DATA SUPPLIED —
#####
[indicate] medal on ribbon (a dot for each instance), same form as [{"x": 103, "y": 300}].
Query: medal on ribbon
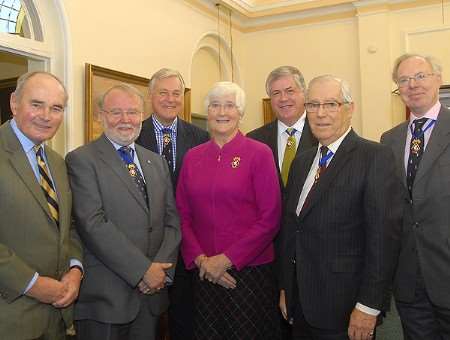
[
  {"x": 235, "y": 162},
  {"x": 415, "y": 146}
]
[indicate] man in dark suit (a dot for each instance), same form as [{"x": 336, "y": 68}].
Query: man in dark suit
[
  {"x": 165, "y": 133},
  {"x": 421, "y": 147},
  {"x": 285, "y": 86},
  {"x": 40, "y": 253},
  {"x": 341, "y": 215},
  {"x": 125, "y": 213}
]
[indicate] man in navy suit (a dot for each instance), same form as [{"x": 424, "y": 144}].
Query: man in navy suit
[
  {"x": 421, "y": 147},
  {"x": 167, "y": 134},
  {"x": 340, "y": 224}
]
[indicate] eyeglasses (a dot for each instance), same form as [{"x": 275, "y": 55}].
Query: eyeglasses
[
  {"x": 331, "y": 106},
  {"x": 418, "y": 78},
  {"x": 290, "y": 92},
  {"x": 227, "y": 107},
  {"x": 116, "y": 113}
]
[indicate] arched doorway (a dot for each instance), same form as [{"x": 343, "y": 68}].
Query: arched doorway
[{"x": 40, "y": 41}]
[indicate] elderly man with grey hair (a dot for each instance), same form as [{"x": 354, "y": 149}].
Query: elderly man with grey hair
[
  {"x": 229, "y": 218},
  {"x": 165, "y": 133},
  {"x": 340, "y": 220},
  {"x": 289, "y": 133},
  {"x": 422, "y": 149},
  {"x": 124, "y": 210}
]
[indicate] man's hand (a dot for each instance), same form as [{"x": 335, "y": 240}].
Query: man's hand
[
  {"x": 47, "y": 290},
  {"x": 155, "y": 276},
  {"x": 227, "y": 281},
  {"x": 214, "y": 267},
  {"x": 71, "y": 280},
  {"x": 361, "y": 325},
  {"x": 282, "y": 304}
]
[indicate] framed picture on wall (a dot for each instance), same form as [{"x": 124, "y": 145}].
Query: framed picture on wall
[
  {"x": 99, "y": 79},
  {"x": 269, "y": 116}
]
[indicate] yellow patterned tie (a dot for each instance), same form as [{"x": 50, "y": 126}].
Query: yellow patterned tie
[
  {"x": 289, "y": 154},
  {"x": 47, "y": 184}
]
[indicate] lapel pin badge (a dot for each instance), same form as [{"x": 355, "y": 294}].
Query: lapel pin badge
[{"x": 235, "y": 162}]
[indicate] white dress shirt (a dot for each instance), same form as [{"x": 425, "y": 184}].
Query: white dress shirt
[{"x": 283, "y": 136}]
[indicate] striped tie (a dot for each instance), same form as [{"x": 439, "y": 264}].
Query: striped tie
[{"x": 47, "y": 184}]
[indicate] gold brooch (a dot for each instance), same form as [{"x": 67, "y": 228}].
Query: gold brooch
[
  {"x": 132, "y": 169},
  {"x": 235, "y": 162}
]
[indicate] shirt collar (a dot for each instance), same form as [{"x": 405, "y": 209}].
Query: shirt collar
[
  {"x": 27, "y": 143},
  {"x": 335, "y": 145},
  {"x": 298, "y": 125},
  {"x": 430, "y": 114},
  {"x": 118, "y": 146}
]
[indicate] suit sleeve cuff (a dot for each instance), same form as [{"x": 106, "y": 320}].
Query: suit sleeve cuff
[{"x": 367, "y": 310}]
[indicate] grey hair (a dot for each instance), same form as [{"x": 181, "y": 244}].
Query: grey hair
[
  {"x": 163, "y": 74},
  {"x": 283, "y": 71},
  {"x": 346, "y": 92},
  {"x": 127, "y": 88},
  {"x": 22, "y": 80},
  {"x": 224, "y": 88},
  {"x": 433, "y": 62}
]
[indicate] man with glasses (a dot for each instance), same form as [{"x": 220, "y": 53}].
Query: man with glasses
[
  {"x": 40, "y": 252},
  {"x": 168, "y": 135},
  {"x": 125, "y": 213},
  {"x": 341, "y": 207},
  {"x": 422, "y": 149},
  {"x": 289, "y": 133}
]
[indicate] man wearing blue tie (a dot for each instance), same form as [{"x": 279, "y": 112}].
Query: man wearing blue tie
[
  {"x": 40, "y": 253},
  {"x": 125, "y": 213}
]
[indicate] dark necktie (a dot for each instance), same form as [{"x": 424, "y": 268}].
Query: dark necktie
[
  {"x": 126, "y": 153},
  {"x": 289, "y": 154},
  {"x": 415, "y": 151},
  {"x": 47, "y": 184},
  {"x": 325, "y": 155},
  {"x": 167, "y": 147}
]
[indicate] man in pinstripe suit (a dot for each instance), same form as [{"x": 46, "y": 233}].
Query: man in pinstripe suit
[{"x": 340, "y": 222}]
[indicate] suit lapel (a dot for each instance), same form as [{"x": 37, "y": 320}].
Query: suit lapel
[
  {"x": 439, "y": 140},
  {"x": 272, "y": 140},
  {"x": 149, "y": 173},
  {"x": 297, "y": 186},
  {"x": 339, "y": 160},
  {"x": 109, "y": 155},
  {"x": 399, "y": 145},
  {"x": 21, "y": 165},
  {"x": 182, "y": 145},
  {"x": 60, "y": 182},
  {"x": 147, "y": 138}
]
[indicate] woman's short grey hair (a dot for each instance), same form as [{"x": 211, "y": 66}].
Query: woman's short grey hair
[
  {"x": 346, "y": 92},
  {"x": 225, "y": 88},
  {"x": 163, "y": 74},
  {"x": 127, "y": 88},
  {"x": 435, "y": 65},
  {"x": 22, "y": 80},
  {"x": 283, "y": 71}
]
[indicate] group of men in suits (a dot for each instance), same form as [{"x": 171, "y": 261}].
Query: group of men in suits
[
  {"x": 357, "y": 214},
  {"x": 361, "y": 217}
]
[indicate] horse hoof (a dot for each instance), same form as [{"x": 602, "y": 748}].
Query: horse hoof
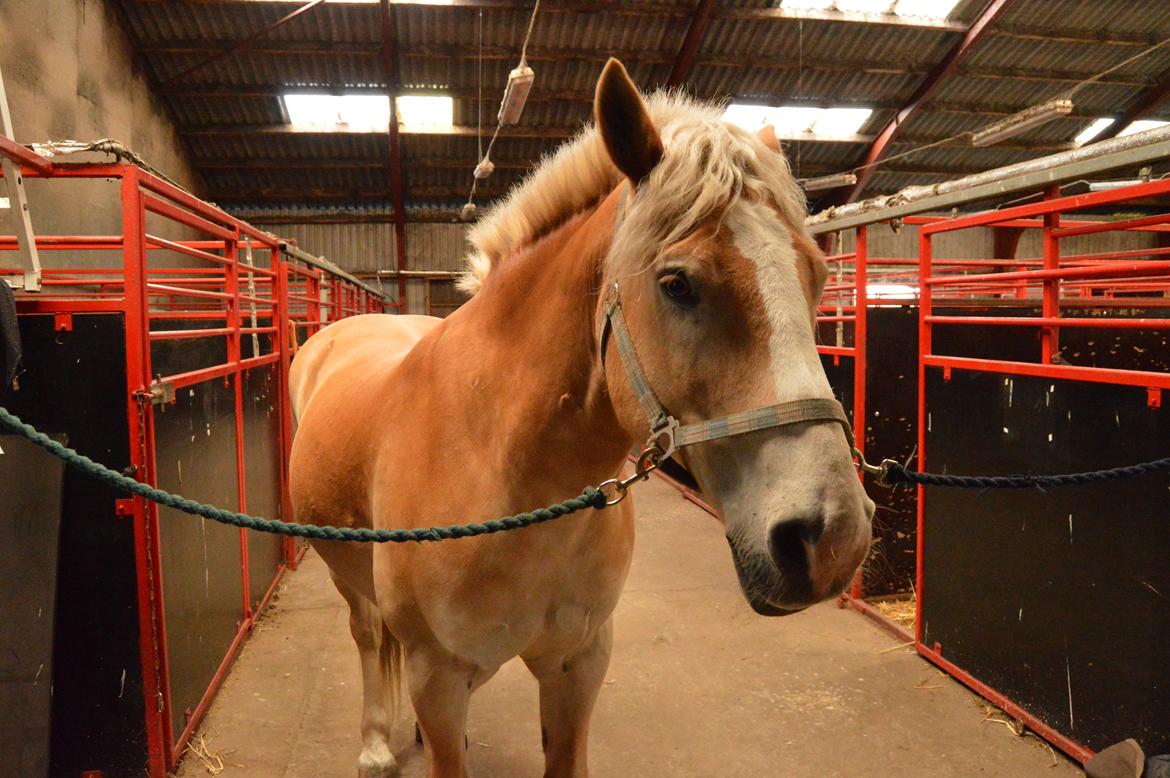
[{"x": 377, "y": 762}]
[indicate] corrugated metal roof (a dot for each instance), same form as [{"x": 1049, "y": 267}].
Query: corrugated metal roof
[{"x": 1034, "y": 50}]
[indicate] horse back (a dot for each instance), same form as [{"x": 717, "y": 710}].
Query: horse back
[{"x": 352, "y": 346}]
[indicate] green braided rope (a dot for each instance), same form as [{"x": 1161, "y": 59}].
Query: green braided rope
[{"x": 590, "y": 498}]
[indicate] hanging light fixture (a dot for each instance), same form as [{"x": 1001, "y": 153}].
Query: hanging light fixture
[
  {"x": 1021, "y": 122},
  {"x": 484, "y": 169}
]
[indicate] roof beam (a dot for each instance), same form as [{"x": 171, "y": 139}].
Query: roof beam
[
  {"x": 1143, "y": 104},
  {"x": 778, "y": 62},
  {"x": 1084, "y": 36},
  {"x": 607, "y": 7},
  {"x": 686, "y": 60},
  {"x": 238, "y": 46},
  {"x": 851, "y": 16},
  {"x": 307, "y": 193},
  {"x": 345, "y": 163},
  {"x": 511, "y": 131},
  {"x": 390, "y": 73},
  {"x": 220, "y": 91},
  {"x": 934, "y": 80}
]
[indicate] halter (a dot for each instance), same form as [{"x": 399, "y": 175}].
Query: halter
[{"x": 668, "y": 434}]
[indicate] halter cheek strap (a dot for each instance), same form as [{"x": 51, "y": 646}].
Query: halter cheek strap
[{"x": 668, "y": 434}]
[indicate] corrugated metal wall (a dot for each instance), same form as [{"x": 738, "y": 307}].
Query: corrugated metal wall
[{"x": 370, "y": 247}]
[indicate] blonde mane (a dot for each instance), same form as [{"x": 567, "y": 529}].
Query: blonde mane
[{"x": 706, "y": 165}]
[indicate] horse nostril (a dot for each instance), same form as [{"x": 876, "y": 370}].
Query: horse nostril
[{"x": 789, "y": 541}]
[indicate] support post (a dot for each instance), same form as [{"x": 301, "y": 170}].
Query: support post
[{"x": 29, "y": 260}]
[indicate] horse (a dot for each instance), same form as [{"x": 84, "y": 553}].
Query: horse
#####
WHAT TO PRODUCE — Look above for the line holding "[indicate] man in navy". Print it and every line after it, exactly, through the line holding "[indicate] elderly man".

EXPECTED ANSWER —
[indicate] man in navy suit (a dot for each instance), same form as [{"x": 424, "y": 144}].
Query: man in navy suit
[
  {"x": 421, "y": 147},
  {"x": 167, "y": 134},
  {"x": 340, "y": 224}
]
[indicate] eyeglasses (a dot for each instance), same form as [{"x": 275, "y": 55}].
Query: eyeglasses
[
  {"x": 331, "y": 106},
  {"x": 418, "y": 78},
  {"x": 290, "y": 92},
  {"x": 227, "y": 107},
  {"x": 116, "y": 113}
]
[indicate] arched doorway (a dot for each instance), same form as [{"x": 343, "y": 68}].
Query: arched doorway
[{"x": 40, "y": 41}]
[indicate] elderly man with grey hair (a dot for each instance), same form as [{"x": 354, "y": 149}].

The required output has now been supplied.